** Record set **
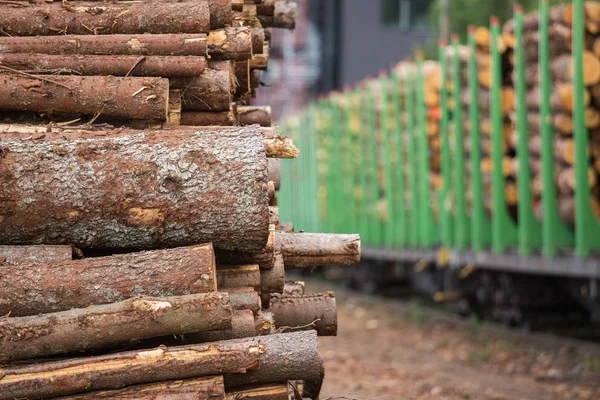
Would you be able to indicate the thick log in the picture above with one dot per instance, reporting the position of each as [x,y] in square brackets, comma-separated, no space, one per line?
[16,255]
[211,91]
[287,356]
[198,186]
[309,250]
[242,326]
[102,19]
[250,115]
[211,388]
[268,392]
[131,98]
[140,45]
[119,65]
[114,371]
[238,276]
[234,43]
[30,289]
[103,326]
[305,312]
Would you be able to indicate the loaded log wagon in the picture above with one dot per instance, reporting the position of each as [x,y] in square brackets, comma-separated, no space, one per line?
[141,246]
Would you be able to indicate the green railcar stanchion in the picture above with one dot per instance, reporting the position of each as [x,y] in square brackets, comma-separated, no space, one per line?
[481,229]
[504,229]
[530,229]
[555,233]
[587,227]
[398,210]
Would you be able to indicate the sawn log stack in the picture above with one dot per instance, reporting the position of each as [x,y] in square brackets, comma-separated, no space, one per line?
[141,251]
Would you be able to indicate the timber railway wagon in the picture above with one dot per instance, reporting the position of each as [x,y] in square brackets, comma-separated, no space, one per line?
[474,176]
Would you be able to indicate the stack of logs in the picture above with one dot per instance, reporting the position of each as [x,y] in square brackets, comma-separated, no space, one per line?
[561,19]
[140,257]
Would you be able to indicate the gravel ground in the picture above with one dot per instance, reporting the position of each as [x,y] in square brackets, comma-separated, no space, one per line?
[386,349]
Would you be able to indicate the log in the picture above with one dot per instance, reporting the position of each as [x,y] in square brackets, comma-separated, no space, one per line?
[305,312]
[130,98]
[17,255]
[288,356]
[103,19]
[267,392]
[103,326]
[141,45]
[212,183]
[117,65]
[114,371]
[250,115]
[210,388]
[233,43]
[238,276]
[309,250]
[211,91]
[81,283]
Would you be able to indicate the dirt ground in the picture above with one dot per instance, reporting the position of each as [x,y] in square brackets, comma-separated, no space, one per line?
[390,350]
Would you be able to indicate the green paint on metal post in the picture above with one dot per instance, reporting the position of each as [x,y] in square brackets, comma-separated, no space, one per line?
[504,229]
[481,226]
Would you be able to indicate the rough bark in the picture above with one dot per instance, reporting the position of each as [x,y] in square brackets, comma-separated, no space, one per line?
[305,312]
[30,289]
[250,115]
[114,371]
[238,276]
[308,250]
[140,45]
[130,98]
[101,19]
[103,326]
[136,190]
[16,255]
[117,65]
[288,356]
[267,392]
[234,43]
[210,388]
[211,91]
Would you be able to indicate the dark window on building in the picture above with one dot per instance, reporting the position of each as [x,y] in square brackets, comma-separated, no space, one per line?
[405,14]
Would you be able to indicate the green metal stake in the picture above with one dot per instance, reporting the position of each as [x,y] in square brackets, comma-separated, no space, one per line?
[554,233]
[399,207]
[504,229]
[587,227]
[462,223]
[530,229]
[482,229]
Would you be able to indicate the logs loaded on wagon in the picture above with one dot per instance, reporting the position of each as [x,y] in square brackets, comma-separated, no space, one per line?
[140,244]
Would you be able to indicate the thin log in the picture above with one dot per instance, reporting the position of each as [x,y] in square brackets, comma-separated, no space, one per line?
[187,192]
[117,65]
[114,371]
[141,45]
[211,388]
[30,289]
[308,250]
[288,356]
[103,326]
[130,98]
[16,255]
[238,276]
[103,19]
[310,311]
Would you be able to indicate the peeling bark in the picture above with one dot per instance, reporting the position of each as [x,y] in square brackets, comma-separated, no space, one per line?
[103,326]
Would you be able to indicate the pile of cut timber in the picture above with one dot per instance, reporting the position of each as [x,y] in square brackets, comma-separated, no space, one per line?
[140,244]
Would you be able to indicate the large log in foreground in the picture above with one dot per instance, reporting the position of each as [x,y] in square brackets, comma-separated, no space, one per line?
[114,371]
[103,326]
[130,97]
[31,289]
[148,189]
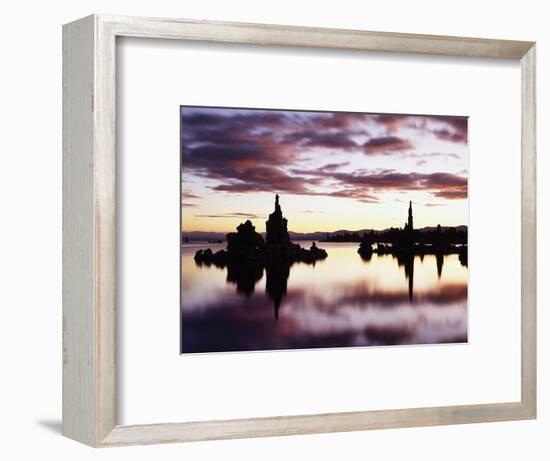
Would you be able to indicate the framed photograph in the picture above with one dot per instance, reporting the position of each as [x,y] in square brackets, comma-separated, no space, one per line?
[274,230]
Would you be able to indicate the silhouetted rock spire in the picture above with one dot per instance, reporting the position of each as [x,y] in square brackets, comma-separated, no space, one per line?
[276,227]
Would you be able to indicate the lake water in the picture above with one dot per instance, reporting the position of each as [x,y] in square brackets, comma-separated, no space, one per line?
[340,301]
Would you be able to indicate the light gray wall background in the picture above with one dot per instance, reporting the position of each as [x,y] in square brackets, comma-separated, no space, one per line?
[30,227]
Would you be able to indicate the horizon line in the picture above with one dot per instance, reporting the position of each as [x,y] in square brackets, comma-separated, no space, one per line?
[325,231]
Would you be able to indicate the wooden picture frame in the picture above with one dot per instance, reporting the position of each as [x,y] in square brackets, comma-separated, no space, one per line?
[89,233]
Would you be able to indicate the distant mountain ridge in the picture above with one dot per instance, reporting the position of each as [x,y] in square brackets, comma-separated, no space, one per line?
[318,235]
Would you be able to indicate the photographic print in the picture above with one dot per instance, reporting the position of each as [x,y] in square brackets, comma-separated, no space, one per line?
[312,229]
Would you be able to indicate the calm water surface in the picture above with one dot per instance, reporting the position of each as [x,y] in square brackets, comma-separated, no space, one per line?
[341,301]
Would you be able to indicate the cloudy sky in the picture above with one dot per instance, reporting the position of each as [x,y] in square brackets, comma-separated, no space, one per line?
[333,170]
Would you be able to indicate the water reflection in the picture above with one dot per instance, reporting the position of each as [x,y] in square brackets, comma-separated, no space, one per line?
[343,301]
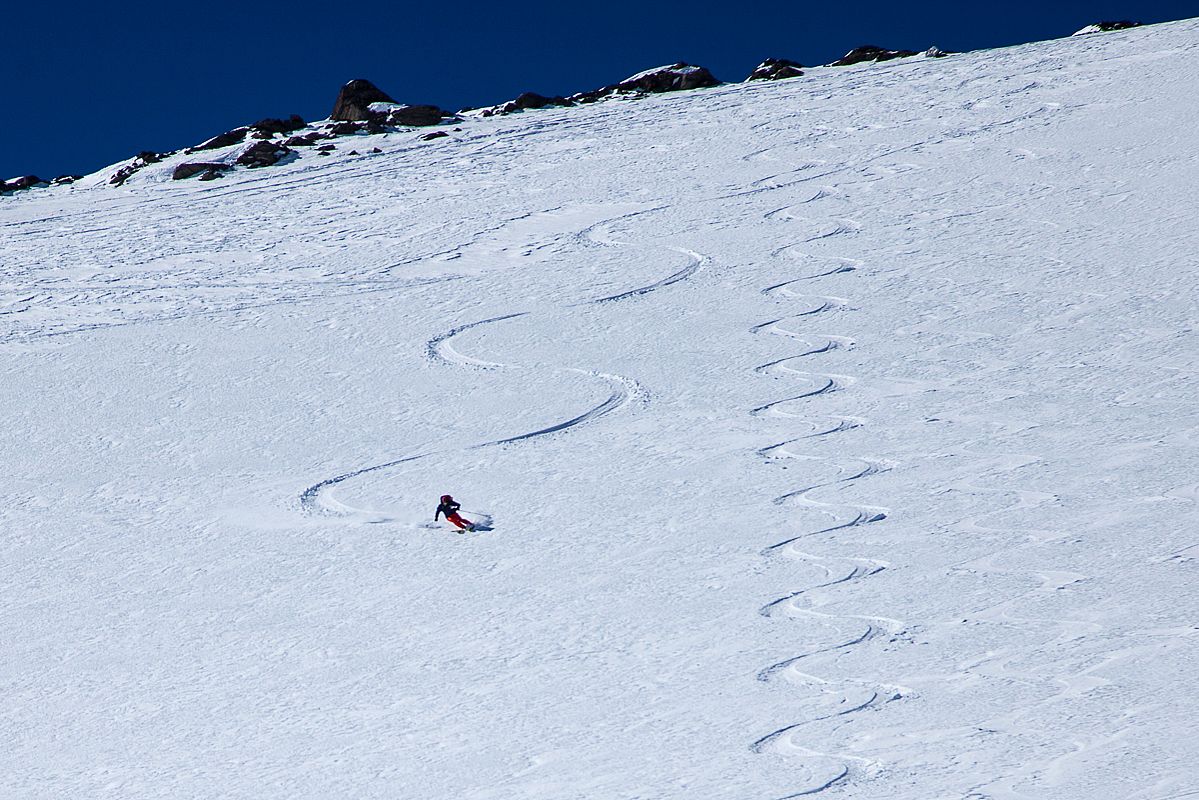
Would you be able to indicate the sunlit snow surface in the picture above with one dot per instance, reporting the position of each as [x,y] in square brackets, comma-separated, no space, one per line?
[838,434]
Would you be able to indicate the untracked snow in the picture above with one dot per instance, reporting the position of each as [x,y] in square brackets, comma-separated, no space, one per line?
[838,437]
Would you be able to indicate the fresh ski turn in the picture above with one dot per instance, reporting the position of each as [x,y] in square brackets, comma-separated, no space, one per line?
[839,434]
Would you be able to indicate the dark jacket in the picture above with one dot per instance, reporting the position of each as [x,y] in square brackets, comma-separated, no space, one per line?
[446,509]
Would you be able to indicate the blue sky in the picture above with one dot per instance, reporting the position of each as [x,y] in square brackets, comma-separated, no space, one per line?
[86,84]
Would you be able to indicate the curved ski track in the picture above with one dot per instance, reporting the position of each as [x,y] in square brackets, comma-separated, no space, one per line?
[439,349]
[824,698]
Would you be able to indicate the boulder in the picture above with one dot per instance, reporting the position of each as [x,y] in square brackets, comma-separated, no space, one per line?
[869,53]
[354,101]
[263,154]
[673,77]
[529,100]
[305,139]
[222,139]
[776,70]
[1104,26]
[140,161]
[401,115]
[196,167]
[271,125]
[23,182]
[344,128]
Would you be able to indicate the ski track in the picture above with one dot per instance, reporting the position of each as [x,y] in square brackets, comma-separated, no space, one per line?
[842,697]
[697,260]
[439,349]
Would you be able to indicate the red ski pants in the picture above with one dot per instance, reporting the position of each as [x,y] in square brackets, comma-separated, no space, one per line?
[458,521]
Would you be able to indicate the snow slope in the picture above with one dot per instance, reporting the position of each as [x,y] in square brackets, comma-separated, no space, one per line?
[838,435]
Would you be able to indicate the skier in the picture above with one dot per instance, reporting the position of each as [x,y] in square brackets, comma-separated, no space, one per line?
[450,509]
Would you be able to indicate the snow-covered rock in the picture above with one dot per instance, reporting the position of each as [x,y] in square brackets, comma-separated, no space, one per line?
[354,101]
[776,70]
[22,182]
[263,154]
[835,438]
[137,164]
[1104,26]
[869,53]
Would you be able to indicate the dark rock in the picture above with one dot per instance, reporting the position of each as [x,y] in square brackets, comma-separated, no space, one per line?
[354,101]
[675,77]
[23,182]
[139,162]
[305,139]
[196,167]
[263,154]
[222,140]
[529,100]
[397,115]
[776,70]
[272,125]
[1104,26]
[869,53]
[344,128]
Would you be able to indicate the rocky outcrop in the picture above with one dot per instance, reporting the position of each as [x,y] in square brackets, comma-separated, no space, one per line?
[142,161]
[776,70]
[355,98]
[210,170]
[23,182]
[869,53]
[399,115]
[673,77]
[1104,26]
[263,154]
[222,139]
[528,101]
[305,139]
[270,126]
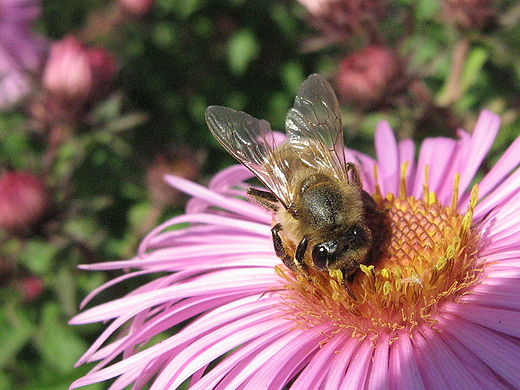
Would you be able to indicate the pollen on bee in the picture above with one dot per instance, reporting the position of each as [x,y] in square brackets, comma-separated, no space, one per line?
[430,258]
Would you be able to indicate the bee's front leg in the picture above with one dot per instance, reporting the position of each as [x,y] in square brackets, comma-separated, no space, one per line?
[292,264]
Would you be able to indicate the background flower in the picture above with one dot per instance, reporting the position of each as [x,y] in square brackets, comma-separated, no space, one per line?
[20,50]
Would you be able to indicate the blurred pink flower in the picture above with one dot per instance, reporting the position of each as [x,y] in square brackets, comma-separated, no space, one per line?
[21,51]
[24,200]
[76,72]
[370,77]
[441,310]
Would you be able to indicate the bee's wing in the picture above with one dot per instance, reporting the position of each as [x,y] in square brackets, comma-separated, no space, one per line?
[252,143]
[314,127]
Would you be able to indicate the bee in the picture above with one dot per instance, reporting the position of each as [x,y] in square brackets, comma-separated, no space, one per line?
[315,193]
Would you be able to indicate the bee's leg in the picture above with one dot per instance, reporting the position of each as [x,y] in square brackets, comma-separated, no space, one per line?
[353,174]
[299,256]
[280,249]
[264,198]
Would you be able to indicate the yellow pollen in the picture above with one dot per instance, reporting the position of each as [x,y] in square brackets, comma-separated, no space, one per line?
[430,257]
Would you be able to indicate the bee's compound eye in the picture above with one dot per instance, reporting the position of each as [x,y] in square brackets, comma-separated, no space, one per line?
[320,255]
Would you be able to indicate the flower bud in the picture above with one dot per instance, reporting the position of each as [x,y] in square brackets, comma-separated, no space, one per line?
[75,72]
[24,200]
[31,287]
[182,162]
[368,77]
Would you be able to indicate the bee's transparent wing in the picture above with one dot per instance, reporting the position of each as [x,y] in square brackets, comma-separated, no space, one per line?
[252,143]
[314,127]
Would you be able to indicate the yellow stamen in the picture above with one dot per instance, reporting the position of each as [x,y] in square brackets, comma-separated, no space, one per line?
[430,258]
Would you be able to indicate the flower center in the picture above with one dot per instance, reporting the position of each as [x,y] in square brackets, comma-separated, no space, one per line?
[430,257]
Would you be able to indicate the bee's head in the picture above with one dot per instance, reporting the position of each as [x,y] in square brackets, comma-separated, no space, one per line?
[344,252]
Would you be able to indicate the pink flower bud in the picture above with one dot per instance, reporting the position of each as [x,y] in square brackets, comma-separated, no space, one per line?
[369,76]
[24,200]
[67,72]
[182,162]
[75,72]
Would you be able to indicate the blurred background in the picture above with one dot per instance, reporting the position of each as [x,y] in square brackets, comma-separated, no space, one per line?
[100,99]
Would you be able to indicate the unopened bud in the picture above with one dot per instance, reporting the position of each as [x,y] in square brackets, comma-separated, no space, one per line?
[184,163]
[369,76]
[24,200]
[76,72]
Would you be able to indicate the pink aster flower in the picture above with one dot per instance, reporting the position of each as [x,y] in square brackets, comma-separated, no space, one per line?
[440,310]
[21,51]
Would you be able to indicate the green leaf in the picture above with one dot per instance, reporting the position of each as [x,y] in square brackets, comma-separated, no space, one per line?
[243,48]
[56,340]
[15,331]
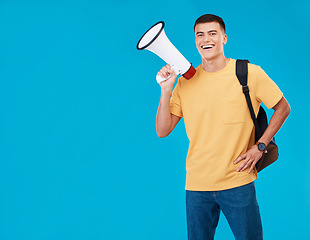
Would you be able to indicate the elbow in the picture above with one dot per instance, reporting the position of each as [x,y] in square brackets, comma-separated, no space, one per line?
[161,135]
[288,110]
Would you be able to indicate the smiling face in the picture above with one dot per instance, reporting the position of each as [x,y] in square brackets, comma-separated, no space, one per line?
[210,40]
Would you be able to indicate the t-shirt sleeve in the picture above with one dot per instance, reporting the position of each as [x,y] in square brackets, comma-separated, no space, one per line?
[267,90]
[175,101]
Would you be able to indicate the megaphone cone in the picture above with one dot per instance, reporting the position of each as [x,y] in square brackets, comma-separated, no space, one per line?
[156,41]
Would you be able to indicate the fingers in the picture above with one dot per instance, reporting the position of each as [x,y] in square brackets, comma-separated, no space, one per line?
[165,72]
[243,156]
[244,165]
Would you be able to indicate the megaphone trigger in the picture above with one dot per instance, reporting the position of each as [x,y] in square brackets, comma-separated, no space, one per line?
[160,79]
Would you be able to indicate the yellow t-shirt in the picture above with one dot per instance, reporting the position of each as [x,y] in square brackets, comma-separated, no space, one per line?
[218,123]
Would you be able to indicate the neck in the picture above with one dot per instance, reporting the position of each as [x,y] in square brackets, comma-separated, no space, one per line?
[214,65]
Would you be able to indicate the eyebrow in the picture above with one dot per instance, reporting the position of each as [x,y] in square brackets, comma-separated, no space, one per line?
[207,32]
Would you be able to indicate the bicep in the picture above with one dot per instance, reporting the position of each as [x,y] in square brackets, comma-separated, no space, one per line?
[174,121]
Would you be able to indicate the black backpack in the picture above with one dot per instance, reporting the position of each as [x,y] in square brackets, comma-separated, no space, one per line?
[261,122]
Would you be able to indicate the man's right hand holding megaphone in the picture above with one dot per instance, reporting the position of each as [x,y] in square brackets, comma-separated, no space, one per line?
[167,73]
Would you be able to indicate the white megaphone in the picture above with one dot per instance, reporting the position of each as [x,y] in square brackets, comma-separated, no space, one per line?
[156,41]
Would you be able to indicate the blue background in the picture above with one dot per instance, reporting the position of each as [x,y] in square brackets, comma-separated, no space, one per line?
[79,154]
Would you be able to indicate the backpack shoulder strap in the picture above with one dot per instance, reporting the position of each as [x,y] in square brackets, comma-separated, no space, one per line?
[242,75]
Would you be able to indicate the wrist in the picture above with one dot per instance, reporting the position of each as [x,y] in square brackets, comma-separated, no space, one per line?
[167,90]
[261,146]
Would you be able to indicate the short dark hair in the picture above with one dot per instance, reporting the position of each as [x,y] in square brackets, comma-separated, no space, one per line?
[210,18]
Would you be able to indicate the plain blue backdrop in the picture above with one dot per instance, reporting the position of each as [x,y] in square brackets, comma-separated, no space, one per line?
[79,154]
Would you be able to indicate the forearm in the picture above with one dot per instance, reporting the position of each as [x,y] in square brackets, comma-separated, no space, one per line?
[282,110]
[163,118]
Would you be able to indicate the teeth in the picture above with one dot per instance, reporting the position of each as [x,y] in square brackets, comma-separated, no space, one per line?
[207,46]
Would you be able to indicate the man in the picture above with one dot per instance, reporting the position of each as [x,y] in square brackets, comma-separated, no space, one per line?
[222,153]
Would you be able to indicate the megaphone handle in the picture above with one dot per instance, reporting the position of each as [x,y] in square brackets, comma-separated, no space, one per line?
[160,79]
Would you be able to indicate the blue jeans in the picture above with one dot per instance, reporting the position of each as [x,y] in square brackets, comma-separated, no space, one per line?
[239,205]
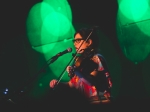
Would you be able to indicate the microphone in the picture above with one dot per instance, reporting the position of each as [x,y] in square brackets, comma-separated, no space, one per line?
[64,52]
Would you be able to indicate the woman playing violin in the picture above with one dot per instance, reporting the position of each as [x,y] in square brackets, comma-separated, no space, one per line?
[89,74]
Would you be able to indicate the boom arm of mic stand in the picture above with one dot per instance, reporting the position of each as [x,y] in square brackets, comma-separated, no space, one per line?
[28,82]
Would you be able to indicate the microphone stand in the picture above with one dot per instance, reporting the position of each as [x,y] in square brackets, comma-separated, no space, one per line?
[19,91]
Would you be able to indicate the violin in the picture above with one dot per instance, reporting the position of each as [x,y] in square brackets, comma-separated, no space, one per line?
[79,58]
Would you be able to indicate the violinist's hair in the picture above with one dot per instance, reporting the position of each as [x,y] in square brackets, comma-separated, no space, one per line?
[93,32]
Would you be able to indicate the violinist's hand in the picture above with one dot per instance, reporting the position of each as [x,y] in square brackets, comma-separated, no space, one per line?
[70,71]
[53,83]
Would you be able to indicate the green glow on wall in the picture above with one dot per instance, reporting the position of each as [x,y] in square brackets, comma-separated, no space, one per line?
[133,28]
[49,22]
[133,9]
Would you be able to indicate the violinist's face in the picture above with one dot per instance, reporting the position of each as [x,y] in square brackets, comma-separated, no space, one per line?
[81,44]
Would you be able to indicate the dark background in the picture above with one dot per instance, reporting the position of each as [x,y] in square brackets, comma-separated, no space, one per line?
[13,43]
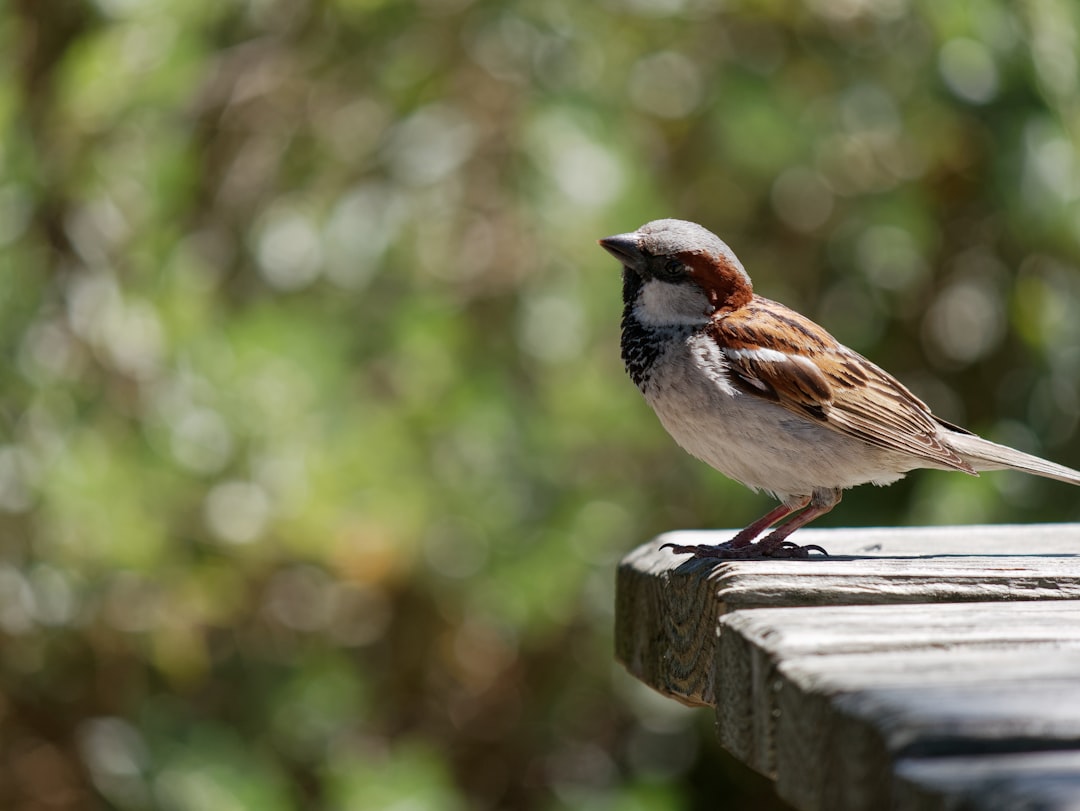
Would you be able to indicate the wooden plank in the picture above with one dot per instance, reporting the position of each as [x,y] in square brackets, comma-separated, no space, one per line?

** Activity **
Everything from the line containing "Would you be able to indicate the boom" through the final line of the material must be set down exactly, except the pictures.

** Task solution **
Would you be able to indicate the boom arm of mic stand in the picture above with one dot per instance, reporting the position of each as [x,y] in square brackets, comma-separated, no space, one per line?
[28,82]
Would you be able to indicate the microphone stand in the picture above with one dot per instance, reporting the position of each as [x,y] in square brackets, comma-separated, no space, one per line?
[19,91]
Would you be able to indicate the violin in the picture above with one dot per instance, reporting the position of each as [x,y] in square brackets, comma-separated, no space, one per line?
[79,58]
Would you be able to indicate the violinist's hair in the picture above with one dot per instance, reporting the position of each as [x,y] in square brackets, comma-separated, no space, one per line?
[93,32]
Would you be able to indicate the violinist's hand in the picture above with one dot per instance, reporting the position of each as [x,y] in square brackets, comma-separated, no space, one per line?
[70,71]
[53,83]
Would you be able to indicate the green glow on wall in the picture above with one dot per instance, reporting the position of each as [x,y] in square brackets, comma-separated, no space, one per line?
[133,28]
[49,22]
[133,9]
Would you be able to indicate the violinist's face in the picture above with one dot per instance, reporting the position of each as [x,y] in square brackets, comma-separated, no space, one per line?
[81,44]
Would you be able to indicate the dark background in the picture above with one dot per instance, reporting the position of each as [x,y] in square brackets, comma-separated, no space, one per line?
[13,43]
Would you be able to indicate the wooden plank in the picture above with one dot per instance, reporting the position of each as [x,y] in square brackets, comma-separated, no space, one per line?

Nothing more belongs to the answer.